- What is needed: Format the stretch of the material from its first line through the line containing "494 187 L 488" as a JSON list of strings, one string per line and with blank lines omitted.

Contour annotation material:
+++

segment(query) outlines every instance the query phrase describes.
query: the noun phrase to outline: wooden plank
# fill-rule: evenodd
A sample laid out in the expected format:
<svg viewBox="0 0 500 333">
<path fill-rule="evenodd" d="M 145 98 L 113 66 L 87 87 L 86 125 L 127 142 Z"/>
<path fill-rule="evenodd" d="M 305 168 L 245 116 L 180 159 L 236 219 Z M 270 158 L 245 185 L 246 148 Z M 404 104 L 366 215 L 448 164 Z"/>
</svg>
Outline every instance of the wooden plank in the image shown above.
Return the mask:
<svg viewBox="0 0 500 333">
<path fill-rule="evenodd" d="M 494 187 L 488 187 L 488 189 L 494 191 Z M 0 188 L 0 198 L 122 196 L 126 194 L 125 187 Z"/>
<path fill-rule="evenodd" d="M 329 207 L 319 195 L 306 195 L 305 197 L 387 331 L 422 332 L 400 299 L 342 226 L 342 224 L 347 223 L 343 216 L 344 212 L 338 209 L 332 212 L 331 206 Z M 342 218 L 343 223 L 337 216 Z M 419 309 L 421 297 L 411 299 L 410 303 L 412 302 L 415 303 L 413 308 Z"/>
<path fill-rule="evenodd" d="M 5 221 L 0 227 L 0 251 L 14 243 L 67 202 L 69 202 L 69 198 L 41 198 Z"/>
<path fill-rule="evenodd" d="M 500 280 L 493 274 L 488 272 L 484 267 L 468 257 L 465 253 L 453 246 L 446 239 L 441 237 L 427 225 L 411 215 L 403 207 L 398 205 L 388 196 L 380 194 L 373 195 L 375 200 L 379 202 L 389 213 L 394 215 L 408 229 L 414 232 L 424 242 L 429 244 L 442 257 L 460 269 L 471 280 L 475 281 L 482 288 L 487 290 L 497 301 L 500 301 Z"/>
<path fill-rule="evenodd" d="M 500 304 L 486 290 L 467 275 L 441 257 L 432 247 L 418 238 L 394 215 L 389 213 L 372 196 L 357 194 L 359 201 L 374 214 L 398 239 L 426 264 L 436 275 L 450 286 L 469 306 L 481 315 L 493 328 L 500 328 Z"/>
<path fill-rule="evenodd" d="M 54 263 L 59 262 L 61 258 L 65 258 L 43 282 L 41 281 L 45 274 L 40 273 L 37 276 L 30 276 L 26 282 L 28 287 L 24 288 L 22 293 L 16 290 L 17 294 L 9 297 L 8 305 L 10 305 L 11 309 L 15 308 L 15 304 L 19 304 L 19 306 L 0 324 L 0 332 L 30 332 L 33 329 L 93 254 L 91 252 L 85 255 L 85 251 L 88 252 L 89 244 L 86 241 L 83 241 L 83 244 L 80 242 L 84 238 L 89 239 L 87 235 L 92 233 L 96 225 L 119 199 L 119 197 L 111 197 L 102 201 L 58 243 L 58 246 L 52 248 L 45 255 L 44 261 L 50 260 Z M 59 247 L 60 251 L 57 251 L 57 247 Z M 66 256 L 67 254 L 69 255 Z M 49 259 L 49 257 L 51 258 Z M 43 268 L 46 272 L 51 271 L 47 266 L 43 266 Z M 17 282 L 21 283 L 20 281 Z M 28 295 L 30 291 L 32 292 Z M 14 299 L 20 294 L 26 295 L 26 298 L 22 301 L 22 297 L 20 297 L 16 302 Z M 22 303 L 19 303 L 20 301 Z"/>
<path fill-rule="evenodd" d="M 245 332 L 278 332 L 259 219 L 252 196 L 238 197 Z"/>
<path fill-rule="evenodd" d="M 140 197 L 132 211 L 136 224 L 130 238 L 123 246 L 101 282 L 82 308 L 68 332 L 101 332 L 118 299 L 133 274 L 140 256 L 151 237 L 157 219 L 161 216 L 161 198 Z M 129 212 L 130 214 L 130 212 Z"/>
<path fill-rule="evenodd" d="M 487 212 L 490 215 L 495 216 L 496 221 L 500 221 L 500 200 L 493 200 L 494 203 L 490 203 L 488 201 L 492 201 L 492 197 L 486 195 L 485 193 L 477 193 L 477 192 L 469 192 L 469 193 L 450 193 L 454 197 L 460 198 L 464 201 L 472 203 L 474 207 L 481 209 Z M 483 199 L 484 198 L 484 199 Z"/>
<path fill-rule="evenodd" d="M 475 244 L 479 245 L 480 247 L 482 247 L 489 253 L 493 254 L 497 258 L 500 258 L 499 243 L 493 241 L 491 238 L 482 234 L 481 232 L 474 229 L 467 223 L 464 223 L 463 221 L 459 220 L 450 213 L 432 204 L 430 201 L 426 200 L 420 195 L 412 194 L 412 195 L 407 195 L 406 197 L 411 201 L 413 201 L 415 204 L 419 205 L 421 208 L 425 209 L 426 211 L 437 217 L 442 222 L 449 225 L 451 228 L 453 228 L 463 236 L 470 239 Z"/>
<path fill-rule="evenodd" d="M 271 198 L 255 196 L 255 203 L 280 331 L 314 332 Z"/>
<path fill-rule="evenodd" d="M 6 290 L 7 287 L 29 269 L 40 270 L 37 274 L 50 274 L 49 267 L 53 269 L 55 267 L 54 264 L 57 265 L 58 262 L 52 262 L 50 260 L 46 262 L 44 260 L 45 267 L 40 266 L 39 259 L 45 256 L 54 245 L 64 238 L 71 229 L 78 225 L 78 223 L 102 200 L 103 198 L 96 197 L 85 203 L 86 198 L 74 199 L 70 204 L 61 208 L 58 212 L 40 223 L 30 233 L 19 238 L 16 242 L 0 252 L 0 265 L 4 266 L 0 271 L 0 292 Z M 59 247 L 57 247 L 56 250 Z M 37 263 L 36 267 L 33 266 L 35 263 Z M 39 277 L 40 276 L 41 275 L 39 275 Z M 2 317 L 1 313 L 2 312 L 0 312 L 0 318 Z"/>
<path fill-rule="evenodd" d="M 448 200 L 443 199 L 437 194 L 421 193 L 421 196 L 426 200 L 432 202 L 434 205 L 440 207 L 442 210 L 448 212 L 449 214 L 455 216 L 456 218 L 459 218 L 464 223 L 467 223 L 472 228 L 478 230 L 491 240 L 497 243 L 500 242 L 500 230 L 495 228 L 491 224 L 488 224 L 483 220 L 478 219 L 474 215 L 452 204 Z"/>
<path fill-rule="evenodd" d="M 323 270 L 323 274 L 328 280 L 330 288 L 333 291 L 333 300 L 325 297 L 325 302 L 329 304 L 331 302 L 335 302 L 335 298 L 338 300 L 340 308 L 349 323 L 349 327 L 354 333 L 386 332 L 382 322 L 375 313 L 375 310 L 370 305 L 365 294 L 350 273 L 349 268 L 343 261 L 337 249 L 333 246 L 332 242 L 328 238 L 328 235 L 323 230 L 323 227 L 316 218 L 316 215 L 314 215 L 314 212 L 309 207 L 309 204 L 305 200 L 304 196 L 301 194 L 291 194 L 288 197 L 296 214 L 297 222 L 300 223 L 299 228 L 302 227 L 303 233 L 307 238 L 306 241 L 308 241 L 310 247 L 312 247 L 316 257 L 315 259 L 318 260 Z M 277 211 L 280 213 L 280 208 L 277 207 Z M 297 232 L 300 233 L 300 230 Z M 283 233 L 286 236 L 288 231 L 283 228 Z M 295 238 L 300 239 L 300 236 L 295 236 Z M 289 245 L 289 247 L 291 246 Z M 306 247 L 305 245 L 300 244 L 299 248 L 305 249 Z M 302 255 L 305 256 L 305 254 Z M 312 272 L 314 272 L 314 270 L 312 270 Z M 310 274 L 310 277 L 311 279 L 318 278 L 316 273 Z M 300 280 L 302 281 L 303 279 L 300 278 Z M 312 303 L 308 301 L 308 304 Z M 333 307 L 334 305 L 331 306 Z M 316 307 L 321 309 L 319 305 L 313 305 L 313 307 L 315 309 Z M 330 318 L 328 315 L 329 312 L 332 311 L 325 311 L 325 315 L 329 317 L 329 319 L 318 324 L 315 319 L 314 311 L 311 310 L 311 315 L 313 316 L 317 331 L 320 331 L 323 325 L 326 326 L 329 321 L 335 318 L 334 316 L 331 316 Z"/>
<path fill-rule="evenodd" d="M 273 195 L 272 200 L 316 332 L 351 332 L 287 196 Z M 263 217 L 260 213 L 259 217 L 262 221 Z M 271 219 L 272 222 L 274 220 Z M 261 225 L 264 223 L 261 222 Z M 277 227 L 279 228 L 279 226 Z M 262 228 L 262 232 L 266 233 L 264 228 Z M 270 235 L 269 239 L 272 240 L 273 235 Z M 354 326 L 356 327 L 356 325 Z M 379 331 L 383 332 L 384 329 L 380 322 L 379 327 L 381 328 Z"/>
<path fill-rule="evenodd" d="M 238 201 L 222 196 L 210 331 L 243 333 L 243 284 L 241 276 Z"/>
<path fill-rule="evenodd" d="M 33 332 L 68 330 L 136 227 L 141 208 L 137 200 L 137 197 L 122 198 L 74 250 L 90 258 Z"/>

+++

- Completed exercise:
[
  "segment(query) outlines every instance the query phrase describes.",
  "query: the noun phrase to outline: wooden plank",
  "# fill-rule: evenodd",
  "A sample laid out in the expected format:",
  "<svg viewBox=\"0 0 500 333\">",
  "<path fill-rule=\"evenodd\" d=\"M 145 98 L 113 66 L 87 87 L 86 125 L 127 142 Z\"/>",
  "<path fill-rule=\"evenodd\" d=\"M 305 168 L 245 116 L 180 159 L 236 219 Z M 270 158 L 245 185 L 246 148 Z M 404 104 L 366 215 L 448 164 Z\"/>",
  "</svg>",
  "Outline every instance of the wooden plank in the image shown above.",
  "Return the mask:",
  "<svg viewBox=\"0 0 500 333\">",
  "<path fill-rule=\"evenodd\" d=\"M 494 187 L 488 187 L 488 189 L 494 191 Z M 0 188 L 0 198 L 122 196 L 126 194 L 125 187 Z\"/>"
]